TASK OBJECTIVE - Reproduce all entries precisely as they are written.

EXCERPTED DATA -

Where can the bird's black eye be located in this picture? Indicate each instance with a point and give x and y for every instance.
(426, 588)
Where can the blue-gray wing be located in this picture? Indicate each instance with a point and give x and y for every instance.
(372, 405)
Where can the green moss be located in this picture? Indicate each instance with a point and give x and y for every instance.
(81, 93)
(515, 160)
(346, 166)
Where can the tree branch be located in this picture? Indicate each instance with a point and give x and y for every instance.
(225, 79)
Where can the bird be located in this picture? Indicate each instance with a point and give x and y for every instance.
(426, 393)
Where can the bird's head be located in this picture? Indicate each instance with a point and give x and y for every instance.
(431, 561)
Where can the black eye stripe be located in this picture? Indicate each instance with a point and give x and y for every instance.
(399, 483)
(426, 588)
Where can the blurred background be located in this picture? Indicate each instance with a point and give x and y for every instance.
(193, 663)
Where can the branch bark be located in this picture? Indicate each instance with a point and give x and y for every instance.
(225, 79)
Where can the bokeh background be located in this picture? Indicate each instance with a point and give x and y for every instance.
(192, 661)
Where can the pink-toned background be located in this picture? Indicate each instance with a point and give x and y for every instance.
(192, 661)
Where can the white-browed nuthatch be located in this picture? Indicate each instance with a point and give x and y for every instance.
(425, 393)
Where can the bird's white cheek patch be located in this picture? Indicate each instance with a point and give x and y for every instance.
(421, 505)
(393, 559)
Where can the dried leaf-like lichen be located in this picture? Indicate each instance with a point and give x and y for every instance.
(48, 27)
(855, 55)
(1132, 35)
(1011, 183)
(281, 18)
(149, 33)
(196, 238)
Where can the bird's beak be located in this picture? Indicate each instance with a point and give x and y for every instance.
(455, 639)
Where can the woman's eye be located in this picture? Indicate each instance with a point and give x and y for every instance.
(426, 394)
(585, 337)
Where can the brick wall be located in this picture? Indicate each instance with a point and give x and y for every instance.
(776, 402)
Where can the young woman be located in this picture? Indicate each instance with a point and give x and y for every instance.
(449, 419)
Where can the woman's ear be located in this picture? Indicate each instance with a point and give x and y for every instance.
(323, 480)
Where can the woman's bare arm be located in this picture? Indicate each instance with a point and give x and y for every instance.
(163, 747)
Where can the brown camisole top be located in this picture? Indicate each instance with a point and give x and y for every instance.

WRITTEN ANSWER -
Where can the bird's black eye be located in this picture? Indicate each instance with a point and give x and y for every instance.
(426, 588)
Where can the blue-gray wing be located in this picture? Indicate each instance with a point and give x and y for every instance.
(372, 405)
Where can the green moss be located in this picture? Indicate each instance with a point and give x and y for every instance.
(81, 93)
(515, 160)
(346, 166)
Where can the tree branch be located in this picture? Indicate each instance with a point and give x and y for every instance.
(225, 79)
Where can the bird be located in this picture? Indicate each instance with a point and give x and y for every instance.
(426, 393)
Where can the bird's head be located in this picture? Indicate each instance with a point and give x and y for every instance.
(431, 561)
Where can the black eye stripe be located in this picture? Indicate each instance with a point and give x and y for every instance.
(399, 483)
(426, 588)
Where can the blurred background be located in this picture? Indicate each instance with a point and give x and y for every instance.
(193, 663)
Where can the branch bark be located in this picture? Indicate each instance with a point and give x and y for every instance.
(225, 79)
Where can the bokeh background be located in this picture? Indicate each instance with a point and give x and y for every instance.
(192, 661)
Where can the pink-toned background be located in this picture? Indicate each instance with a point and give x and y for every instance.
(192, 661)
Where can the white-browed nuthatch be located in this picture? Indicate each instance with a point and give x and y for every instance.
(425, 393)
Where can the bird's white cheek patch be located in this picture? Indicate each instance with a point and give x and y for every instance.
(421, 505)
(393, 559)
Where can the dried leaf-like lichen be located in this picture? Indicate each instance with a point and give x and y for every instance.
(48, 27)
(855, 55)
(1132, 35)
(1011, 183)
(281, 18)
(149, 33)
(196, 238)
Where can the bird's beak be located in this picture? Indicate each instance with a point and give x and y for every instance.
(455, 639)
Where can the woman's eye be located in this picture? Indicate each instance with a point and give x and y for every instance.
(426, 394)
(585, 337)
Where can the brick wall be located in this picture? Indicate each instance with a point and give x and y for every instance.
(776, 402)
Where can the young woman be located in this picture? Indicate each instance with a point and give x and y for every instance.
(449, 419)
Where can the woman's ear be located in this picture? Indicate each instance with a point and give x and y for every instance.
(323, 480)
Where can the woman's bare arm be located in this picture? Indicate each instance with a point and give x and y for every instance.
(163, 747)
Where can the brown camisole top be located in this picture? Indicate each instance with a point and give x and y for every instance.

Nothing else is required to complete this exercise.